■ Task directions ■
Copy the items below without any change, from their first line through the line containing "positive clicks: (214, 191) (137, 302)", inclusive.

====================

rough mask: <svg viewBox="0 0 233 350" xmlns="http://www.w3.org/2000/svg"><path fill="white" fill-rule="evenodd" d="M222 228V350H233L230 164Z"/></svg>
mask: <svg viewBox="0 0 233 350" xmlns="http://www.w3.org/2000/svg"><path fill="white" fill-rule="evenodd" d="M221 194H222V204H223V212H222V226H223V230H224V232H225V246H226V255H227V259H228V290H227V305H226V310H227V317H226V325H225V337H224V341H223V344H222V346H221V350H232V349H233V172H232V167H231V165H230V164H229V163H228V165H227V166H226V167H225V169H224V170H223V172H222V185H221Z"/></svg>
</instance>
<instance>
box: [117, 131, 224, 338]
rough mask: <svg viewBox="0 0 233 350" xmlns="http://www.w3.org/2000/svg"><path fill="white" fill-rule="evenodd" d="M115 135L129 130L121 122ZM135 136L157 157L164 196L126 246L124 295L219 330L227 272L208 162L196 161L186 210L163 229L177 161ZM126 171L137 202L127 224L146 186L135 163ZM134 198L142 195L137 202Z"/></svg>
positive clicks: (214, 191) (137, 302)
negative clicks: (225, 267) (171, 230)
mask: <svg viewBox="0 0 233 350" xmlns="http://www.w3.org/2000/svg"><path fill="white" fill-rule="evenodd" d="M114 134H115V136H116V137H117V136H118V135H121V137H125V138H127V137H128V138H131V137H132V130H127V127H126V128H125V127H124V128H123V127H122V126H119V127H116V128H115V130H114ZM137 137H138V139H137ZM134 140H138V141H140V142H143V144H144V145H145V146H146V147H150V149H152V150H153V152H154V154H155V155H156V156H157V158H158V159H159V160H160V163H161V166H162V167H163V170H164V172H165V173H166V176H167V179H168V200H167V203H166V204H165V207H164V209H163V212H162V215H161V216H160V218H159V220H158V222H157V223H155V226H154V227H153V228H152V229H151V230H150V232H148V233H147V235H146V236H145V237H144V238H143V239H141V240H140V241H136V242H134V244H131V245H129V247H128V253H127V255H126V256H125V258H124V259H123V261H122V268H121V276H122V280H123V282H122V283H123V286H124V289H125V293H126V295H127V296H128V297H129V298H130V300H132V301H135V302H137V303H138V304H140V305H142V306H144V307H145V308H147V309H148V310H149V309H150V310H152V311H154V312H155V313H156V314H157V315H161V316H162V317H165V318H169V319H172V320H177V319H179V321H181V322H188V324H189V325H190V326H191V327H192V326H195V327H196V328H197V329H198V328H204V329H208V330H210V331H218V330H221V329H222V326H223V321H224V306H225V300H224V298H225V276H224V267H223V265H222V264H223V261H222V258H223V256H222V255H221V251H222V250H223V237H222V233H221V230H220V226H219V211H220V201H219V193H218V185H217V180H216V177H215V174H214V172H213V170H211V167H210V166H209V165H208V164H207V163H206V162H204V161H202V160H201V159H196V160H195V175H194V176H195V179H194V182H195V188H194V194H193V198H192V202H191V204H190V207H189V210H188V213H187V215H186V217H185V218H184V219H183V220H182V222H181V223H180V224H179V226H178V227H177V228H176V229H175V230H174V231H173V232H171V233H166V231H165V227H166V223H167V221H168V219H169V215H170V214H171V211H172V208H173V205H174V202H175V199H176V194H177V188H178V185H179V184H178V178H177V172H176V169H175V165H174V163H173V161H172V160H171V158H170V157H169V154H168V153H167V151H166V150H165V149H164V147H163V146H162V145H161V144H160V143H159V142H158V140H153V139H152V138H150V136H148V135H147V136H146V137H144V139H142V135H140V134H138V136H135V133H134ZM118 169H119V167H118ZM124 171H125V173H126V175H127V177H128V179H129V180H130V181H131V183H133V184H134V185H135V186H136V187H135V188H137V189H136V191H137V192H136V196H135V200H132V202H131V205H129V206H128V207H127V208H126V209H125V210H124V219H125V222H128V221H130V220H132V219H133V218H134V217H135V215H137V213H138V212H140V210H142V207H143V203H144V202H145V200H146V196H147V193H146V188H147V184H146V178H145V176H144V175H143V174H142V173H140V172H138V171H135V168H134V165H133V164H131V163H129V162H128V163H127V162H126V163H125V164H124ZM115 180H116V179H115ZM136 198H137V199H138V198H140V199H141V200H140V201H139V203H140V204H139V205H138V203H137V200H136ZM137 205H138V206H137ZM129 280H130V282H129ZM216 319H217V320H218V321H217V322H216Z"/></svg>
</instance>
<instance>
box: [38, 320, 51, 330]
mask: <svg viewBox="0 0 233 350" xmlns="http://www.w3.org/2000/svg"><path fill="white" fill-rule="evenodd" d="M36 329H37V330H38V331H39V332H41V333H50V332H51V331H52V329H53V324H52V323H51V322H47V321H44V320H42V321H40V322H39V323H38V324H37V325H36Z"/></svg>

====================

■ Exercise solution ■
rough mask: <svg viewBox="0 0 233 350" xmlns="http://www.w3.org/2000/svg"><path fill="white" fill-rule="evenodd" d="M222 228V350H233L230 164Z"/></svg>
mask: <svg viewBox="0 0 233 350" xmlns="http://www.w3.org/2000/svg"><path fill="white" fill-rule="evenodd" d="M221 194H222V204H223V212H222V226H223V230H224V232H225V246H226V255H227V259H228V290H227V305H226V310H227V317H226V325H225V337H224V341H223V344H222V346H221V350H232V349H233V172H232V167H231V165H230V164H229V163H228V165H227V166H226V167H225V169H224V170H223V172H222V185H221Z"/></svg>
</instance>
<instance>
box: [117, 131, 224, 338]
rough mask: <svg viewBox="0 0 233 350" xmlns="http://www.w3.org/2000/svg"><path fill="white" fill-rule="evenodd" d="M115 135L129 130L121 122ZM135 136L157 157L164 196L126 246L124 295L219 330L227 272L208 162L196 161L186 210L163 229L177 161ZM126 171L137 202L127 224L146 186L135 163ZM134 198L142 195L137 202Z"/></svg>
positive clicks: (214, 191) (137, 302)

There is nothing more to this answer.